**Requirements:**
Copy the listing from its first line up to and including the line containing "104], [198, 108]]]", with the requests unchanged. Multiply every vertex coordinate in the answers by 0.7 and round to whole numbers (halves up), and leave the pictures out.
start
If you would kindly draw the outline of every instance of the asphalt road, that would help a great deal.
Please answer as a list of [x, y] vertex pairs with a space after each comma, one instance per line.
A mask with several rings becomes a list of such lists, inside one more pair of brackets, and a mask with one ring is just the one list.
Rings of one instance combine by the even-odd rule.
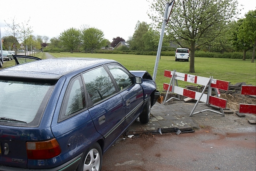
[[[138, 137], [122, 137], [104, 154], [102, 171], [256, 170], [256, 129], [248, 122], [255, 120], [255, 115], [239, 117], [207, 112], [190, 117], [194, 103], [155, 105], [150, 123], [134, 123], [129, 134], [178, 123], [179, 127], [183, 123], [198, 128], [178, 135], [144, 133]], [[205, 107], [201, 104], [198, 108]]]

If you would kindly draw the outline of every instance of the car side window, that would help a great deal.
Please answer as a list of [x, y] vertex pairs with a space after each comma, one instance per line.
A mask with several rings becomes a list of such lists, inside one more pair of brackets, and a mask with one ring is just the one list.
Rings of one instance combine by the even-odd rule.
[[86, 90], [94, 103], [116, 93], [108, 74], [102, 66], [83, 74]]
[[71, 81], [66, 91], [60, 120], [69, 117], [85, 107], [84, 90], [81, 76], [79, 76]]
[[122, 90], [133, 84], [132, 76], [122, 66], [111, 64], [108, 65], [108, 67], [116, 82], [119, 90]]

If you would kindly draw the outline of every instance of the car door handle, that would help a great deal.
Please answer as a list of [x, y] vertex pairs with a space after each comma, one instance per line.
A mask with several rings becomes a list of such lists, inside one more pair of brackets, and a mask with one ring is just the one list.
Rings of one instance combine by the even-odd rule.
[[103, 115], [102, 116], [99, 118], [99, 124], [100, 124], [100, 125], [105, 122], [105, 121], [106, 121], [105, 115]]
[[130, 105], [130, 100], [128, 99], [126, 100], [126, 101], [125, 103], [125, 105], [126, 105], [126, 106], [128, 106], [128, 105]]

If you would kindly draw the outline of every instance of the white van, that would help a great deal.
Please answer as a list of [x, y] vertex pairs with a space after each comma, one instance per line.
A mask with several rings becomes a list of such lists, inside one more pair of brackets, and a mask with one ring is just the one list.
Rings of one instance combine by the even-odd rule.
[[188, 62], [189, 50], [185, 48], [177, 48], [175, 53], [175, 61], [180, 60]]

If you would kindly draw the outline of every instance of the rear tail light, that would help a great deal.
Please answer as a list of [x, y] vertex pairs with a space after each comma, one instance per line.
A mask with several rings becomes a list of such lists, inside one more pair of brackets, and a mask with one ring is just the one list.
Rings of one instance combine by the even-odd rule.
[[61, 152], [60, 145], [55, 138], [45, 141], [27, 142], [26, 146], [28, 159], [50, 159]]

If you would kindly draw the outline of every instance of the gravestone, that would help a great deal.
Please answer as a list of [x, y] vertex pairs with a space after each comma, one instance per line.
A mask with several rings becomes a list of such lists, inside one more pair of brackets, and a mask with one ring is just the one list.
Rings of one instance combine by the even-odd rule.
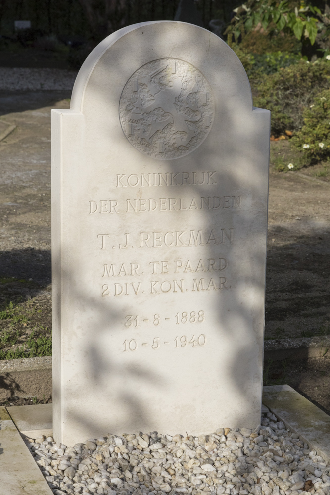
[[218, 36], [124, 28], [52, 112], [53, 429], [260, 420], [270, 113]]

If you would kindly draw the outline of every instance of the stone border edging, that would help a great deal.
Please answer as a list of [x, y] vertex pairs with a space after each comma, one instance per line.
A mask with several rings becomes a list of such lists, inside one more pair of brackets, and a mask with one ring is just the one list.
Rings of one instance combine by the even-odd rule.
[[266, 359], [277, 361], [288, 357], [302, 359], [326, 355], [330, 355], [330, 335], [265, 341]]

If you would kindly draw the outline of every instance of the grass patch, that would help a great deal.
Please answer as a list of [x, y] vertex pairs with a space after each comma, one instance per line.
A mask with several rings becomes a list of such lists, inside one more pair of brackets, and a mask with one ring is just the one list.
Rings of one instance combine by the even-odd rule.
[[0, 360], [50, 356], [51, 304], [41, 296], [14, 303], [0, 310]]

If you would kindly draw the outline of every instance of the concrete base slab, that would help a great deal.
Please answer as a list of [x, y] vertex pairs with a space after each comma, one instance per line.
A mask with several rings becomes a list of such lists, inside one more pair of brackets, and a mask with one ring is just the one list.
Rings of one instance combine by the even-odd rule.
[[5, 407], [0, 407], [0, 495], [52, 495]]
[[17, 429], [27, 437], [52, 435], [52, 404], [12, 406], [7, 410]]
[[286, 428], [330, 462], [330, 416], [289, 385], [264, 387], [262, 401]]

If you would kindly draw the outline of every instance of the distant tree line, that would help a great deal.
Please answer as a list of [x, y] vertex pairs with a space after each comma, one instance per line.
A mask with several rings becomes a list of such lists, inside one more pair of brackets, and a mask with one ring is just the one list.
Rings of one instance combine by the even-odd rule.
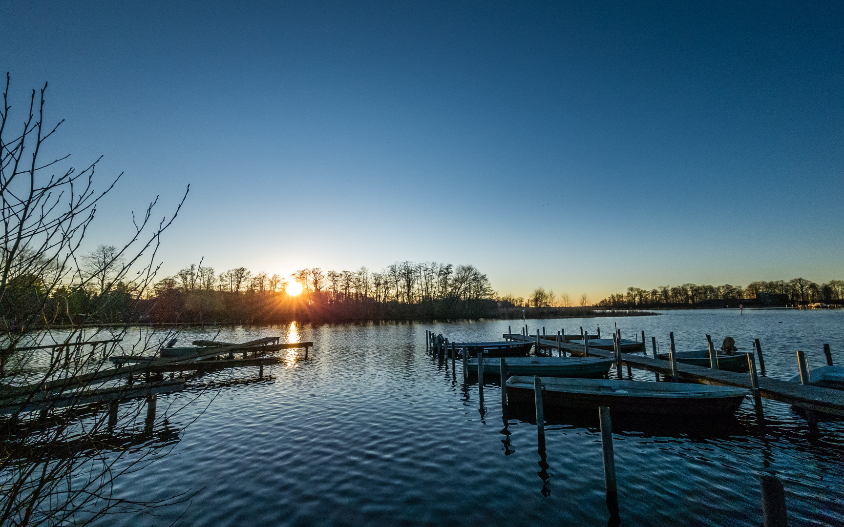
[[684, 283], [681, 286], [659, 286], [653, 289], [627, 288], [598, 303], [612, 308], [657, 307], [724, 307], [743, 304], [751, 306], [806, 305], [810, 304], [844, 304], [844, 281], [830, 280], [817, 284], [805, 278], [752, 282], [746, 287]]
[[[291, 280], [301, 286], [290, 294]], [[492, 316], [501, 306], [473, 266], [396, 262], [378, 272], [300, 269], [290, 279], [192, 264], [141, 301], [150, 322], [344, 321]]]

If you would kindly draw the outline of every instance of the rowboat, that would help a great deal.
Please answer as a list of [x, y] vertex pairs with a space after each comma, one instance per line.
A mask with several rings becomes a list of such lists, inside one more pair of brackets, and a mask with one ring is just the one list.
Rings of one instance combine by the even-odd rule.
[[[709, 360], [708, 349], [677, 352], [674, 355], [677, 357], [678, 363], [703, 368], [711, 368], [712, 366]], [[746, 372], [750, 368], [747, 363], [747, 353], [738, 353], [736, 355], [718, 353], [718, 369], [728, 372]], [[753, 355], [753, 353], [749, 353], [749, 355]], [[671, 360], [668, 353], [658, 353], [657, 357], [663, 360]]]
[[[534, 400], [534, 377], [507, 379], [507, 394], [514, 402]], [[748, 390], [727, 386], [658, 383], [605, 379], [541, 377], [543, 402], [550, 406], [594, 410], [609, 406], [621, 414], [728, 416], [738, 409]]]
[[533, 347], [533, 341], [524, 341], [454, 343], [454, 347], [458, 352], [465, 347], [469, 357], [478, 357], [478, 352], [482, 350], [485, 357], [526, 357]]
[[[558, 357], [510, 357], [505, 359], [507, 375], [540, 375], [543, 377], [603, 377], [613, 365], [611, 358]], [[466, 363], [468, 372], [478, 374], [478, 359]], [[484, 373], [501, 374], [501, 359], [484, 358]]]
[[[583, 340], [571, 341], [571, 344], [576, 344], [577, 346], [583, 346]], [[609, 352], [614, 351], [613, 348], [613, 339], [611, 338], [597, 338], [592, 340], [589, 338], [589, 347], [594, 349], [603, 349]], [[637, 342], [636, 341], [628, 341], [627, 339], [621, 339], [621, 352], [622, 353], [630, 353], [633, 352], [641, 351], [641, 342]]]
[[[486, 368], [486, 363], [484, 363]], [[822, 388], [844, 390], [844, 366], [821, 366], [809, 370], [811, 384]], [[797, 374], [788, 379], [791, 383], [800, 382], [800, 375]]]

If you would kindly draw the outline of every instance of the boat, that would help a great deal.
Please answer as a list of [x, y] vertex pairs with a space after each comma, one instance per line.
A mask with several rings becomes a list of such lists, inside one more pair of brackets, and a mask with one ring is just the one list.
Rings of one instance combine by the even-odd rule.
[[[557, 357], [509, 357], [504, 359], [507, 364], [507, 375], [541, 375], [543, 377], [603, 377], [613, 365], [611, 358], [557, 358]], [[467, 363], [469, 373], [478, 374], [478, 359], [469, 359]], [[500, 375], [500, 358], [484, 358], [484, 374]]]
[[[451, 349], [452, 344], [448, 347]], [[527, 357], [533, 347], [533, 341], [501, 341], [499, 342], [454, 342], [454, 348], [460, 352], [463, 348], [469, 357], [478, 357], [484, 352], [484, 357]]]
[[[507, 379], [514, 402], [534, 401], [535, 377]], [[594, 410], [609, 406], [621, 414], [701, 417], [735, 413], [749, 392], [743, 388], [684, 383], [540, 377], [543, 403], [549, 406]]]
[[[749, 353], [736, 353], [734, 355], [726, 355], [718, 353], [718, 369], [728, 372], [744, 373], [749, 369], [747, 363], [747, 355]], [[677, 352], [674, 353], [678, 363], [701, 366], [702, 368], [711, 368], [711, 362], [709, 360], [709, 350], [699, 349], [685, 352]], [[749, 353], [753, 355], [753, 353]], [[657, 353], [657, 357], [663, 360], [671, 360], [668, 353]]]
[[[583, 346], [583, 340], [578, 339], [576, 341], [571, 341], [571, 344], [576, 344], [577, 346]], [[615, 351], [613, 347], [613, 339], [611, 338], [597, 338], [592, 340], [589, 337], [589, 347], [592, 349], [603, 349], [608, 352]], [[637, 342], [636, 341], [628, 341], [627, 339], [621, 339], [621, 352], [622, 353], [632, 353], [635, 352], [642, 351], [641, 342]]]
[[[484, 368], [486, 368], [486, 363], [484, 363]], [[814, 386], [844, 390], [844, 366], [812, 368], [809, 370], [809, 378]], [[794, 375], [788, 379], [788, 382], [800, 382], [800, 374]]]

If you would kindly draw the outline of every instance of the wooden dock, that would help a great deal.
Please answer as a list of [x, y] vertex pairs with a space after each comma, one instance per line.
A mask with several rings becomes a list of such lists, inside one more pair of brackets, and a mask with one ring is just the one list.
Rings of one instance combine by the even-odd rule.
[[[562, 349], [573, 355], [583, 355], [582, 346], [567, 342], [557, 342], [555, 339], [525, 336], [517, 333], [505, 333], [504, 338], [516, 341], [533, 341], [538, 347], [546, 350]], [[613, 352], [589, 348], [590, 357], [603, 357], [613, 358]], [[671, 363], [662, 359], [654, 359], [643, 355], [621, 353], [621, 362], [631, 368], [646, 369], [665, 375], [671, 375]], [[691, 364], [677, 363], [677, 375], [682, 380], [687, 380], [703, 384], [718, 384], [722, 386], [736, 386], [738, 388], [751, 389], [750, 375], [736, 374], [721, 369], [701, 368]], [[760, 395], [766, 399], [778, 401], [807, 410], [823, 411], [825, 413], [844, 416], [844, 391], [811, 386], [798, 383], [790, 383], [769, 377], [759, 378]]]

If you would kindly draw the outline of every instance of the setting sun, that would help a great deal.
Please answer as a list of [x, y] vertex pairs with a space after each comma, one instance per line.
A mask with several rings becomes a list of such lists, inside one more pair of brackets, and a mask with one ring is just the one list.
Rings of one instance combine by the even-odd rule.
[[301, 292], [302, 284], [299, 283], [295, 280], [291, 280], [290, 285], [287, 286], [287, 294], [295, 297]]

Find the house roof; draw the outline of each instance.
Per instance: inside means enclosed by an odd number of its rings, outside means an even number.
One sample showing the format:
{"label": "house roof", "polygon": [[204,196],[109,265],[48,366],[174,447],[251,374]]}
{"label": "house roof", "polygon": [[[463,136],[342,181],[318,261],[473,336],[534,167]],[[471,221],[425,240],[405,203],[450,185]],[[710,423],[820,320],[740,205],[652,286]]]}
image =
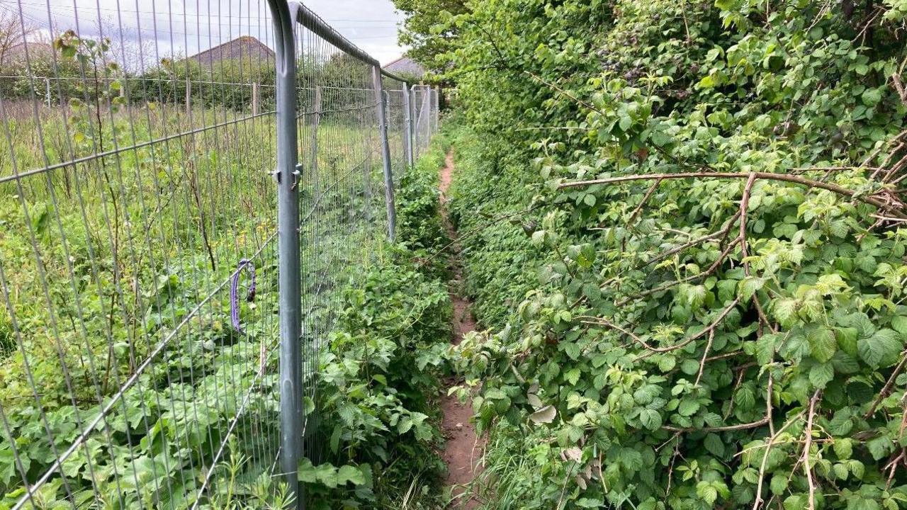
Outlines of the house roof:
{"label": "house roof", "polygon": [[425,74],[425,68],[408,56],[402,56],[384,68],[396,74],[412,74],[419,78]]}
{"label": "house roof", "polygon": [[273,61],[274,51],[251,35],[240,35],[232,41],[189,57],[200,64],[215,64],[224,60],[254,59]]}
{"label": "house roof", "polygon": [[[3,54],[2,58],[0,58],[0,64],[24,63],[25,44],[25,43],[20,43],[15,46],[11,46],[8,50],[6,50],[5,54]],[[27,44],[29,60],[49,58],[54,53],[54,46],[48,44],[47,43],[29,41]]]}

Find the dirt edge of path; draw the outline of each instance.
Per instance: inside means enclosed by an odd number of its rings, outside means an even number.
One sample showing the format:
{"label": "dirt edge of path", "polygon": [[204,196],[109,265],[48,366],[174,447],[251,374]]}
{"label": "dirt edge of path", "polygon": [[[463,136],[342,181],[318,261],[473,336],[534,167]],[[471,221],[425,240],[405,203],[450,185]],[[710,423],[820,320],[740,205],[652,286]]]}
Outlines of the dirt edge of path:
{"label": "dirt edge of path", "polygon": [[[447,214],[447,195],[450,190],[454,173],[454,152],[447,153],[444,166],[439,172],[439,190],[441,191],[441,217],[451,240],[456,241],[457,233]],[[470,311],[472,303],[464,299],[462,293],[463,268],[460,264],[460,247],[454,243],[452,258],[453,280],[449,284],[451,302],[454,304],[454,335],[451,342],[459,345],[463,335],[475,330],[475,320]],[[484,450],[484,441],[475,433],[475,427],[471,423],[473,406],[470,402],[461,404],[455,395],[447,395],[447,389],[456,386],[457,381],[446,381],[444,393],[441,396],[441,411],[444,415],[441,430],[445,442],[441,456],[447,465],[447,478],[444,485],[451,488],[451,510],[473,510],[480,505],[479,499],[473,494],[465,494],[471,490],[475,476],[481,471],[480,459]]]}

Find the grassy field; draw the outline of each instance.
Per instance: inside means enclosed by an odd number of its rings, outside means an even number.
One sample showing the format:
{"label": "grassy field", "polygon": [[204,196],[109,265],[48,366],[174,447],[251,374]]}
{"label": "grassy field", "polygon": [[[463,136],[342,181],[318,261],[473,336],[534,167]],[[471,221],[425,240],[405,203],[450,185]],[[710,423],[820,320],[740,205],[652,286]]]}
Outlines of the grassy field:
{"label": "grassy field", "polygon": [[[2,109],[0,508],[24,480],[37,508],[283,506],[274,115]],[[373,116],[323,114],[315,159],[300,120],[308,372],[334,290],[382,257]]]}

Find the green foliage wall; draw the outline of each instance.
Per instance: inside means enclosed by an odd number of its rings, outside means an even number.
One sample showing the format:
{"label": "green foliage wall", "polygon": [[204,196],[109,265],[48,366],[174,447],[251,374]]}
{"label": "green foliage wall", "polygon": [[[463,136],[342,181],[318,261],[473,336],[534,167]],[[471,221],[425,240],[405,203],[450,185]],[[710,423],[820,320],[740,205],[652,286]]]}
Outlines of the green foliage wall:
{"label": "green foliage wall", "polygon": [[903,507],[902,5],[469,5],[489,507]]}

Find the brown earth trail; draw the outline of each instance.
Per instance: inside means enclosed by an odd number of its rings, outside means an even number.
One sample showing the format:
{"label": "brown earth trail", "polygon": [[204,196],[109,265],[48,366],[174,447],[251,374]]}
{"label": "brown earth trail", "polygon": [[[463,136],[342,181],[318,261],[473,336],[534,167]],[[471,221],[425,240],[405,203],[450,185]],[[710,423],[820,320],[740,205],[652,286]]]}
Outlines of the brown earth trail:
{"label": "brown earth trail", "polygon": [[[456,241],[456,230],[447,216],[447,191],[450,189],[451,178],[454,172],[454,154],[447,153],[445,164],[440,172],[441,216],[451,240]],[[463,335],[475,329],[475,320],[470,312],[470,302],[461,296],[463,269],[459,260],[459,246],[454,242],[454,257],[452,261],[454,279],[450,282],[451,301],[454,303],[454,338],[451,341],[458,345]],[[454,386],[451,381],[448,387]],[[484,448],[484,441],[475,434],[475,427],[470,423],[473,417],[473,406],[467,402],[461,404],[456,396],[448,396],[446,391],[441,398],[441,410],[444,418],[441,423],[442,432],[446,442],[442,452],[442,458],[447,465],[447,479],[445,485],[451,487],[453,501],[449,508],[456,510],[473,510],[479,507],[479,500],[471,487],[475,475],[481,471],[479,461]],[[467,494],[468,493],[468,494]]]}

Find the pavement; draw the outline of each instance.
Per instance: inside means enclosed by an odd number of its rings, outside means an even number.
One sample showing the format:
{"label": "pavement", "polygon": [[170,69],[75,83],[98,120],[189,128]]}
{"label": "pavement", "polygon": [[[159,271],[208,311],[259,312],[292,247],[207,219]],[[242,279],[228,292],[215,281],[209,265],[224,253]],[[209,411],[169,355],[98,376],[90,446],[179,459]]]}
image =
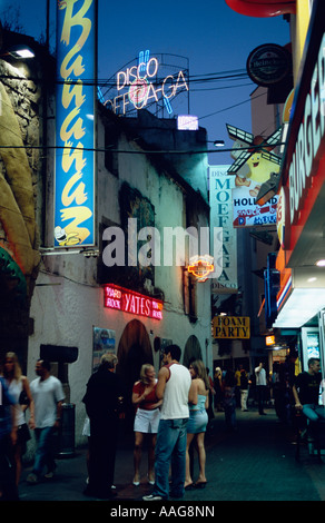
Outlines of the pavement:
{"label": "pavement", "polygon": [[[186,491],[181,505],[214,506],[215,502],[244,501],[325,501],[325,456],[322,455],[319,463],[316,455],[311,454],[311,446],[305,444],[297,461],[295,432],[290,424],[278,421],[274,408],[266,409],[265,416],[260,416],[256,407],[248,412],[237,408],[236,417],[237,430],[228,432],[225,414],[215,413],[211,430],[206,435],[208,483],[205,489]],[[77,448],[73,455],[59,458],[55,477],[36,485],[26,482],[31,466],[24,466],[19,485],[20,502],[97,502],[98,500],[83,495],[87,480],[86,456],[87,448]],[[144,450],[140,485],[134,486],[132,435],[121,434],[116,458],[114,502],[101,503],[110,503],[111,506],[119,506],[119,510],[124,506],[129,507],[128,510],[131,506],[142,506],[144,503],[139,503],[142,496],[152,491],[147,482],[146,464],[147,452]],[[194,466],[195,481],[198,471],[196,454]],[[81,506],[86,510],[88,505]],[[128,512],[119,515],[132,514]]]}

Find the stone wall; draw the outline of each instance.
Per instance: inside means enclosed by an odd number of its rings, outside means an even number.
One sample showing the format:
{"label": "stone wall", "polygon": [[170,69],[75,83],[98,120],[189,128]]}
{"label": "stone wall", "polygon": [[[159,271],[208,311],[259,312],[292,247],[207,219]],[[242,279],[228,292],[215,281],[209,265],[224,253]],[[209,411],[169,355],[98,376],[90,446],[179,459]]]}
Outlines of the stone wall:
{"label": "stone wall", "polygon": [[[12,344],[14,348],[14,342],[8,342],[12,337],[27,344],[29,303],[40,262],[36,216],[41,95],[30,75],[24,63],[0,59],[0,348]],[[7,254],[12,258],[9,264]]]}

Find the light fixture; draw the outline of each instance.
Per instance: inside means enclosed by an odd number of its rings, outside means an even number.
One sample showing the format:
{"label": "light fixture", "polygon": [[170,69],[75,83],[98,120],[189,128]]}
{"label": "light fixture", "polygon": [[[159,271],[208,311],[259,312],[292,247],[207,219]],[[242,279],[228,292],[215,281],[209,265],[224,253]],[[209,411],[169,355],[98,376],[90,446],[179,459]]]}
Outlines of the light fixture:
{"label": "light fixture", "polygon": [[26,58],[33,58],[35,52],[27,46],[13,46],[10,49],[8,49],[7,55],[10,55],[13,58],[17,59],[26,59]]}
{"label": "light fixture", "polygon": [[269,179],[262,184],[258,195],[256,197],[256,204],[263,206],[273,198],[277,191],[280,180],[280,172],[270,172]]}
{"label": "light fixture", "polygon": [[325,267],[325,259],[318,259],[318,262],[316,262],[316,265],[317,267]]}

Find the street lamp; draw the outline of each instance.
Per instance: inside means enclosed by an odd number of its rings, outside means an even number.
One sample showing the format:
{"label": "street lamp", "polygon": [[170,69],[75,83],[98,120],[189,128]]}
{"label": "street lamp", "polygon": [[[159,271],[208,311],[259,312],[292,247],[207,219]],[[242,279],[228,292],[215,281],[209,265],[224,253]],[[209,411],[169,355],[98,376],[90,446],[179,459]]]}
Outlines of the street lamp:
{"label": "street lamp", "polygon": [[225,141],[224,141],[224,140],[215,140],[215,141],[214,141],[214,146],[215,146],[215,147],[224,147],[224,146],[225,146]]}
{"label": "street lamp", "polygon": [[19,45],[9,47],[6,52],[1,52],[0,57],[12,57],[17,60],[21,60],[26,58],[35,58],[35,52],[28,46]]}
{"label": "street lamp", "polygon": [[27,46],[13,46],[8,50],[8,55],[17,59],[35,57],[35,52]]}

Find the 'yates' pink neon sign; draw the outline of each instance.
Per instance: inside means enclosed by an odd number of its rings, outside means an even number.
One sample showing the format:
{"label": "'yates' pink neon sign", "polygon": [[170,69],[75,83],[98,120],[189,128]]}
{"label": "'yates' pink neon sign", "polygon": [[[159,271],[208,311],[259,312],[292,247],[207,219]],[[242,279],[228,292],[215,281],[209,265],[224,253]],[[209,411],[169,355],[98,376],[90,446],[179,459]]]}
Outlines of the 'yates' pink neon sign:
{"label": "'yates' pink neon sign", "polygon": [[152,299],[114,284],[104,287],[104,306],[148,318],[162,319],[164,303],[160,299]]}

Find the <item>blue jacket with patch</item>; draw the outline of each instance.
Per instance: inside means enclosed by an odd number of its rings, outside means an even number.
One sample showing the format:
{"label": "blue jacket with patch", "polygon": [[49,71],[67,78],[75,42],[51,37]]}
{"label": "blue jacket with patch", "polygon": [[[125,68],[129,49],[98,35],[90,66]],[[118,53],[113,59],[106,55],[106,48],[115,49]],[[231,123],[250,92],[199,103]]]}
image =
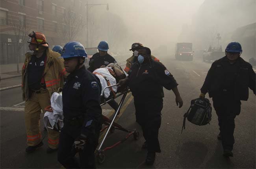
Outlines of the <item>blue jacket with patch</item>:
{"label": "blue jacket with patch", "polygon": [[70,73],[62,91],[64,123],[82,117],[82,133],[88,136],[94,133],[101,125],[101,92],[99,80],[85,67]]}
end
**Solution below:**
If you would kindly draw the outline of every instance of the asphalt road, that would help a great deal.
Please answer as a list of [x, y] vertex pairs with a space after each comma, one instance per line.
A mask with several rings becomes a list of such lists, inside one more pair of brackets, and a mask with one ring is just the one list.
Rings of one instance combine by the even-odd rule.
[[[97, 96], [85, 96], [73, 108], [71, 120], [179, 119], [179, 90], [174, 85], [179, 84], [179, 81], [167, 82], [145, 78], [133, 82], [136, 72], [109, 74], [105, 86], [94, 86], [90, 94], [125, 86], [125, 89], [128, 86], [139, 90], [125, 95], [101, 93]], [[144, 75], [141, 73], [139, 76]]]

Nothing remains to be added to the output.